▸ Exercise details
Exactly repeat all the records below, omitting the images they hold.

(Records)
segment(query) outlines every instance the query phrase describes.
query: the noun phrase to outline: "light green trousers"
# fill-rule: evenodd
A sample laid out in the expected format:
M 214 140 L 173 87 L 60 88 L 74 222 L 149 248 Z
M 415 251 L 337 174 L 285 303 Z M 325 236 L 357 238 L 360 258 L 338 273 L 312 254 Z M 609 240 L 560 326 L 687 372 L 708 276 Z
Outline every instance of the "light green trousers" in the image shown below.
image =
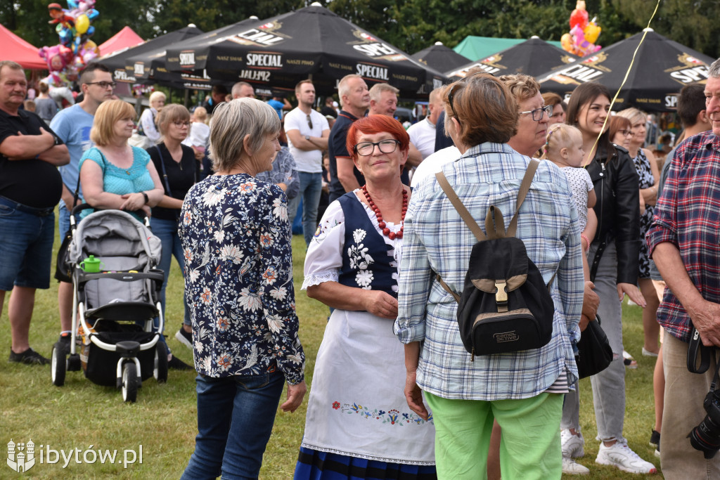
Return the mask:
M 425 392 L 435 422 L 435 461 L 441 480 L 487 478 L 493 419 L 502 430 L 503 480 L 548 480 L 562 475 L 562 395 L 520 400 L 451 400 Z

▸ Correct output
segment(query) outlines every instance the query phrase describes.
query: the noun phrase to outline: "light green trousers"
# fill-rule: evenodd
A sample laid out in the expected format:
M 214 140 L 173 87 L 60 88 L 74 222 L 149 248 Z
M 415 251 L 337 174 L 285 303 Z M 325 236 L 357 238 L 360 258 L 338 273 L 312 254 Z M 609 240 L 560 326 L 687 372 L 708 276 Z
Outline every instance of the "light green trousers" in the image shown below.
image =
Return the mask:
M 425 392 L 435 422 L 435 461 L 441 480 L 487 478 L 493 419 L 502 430 L 503 480 L 548 480 L 562 475 L 562 395 L 520 400 L 451 400 Z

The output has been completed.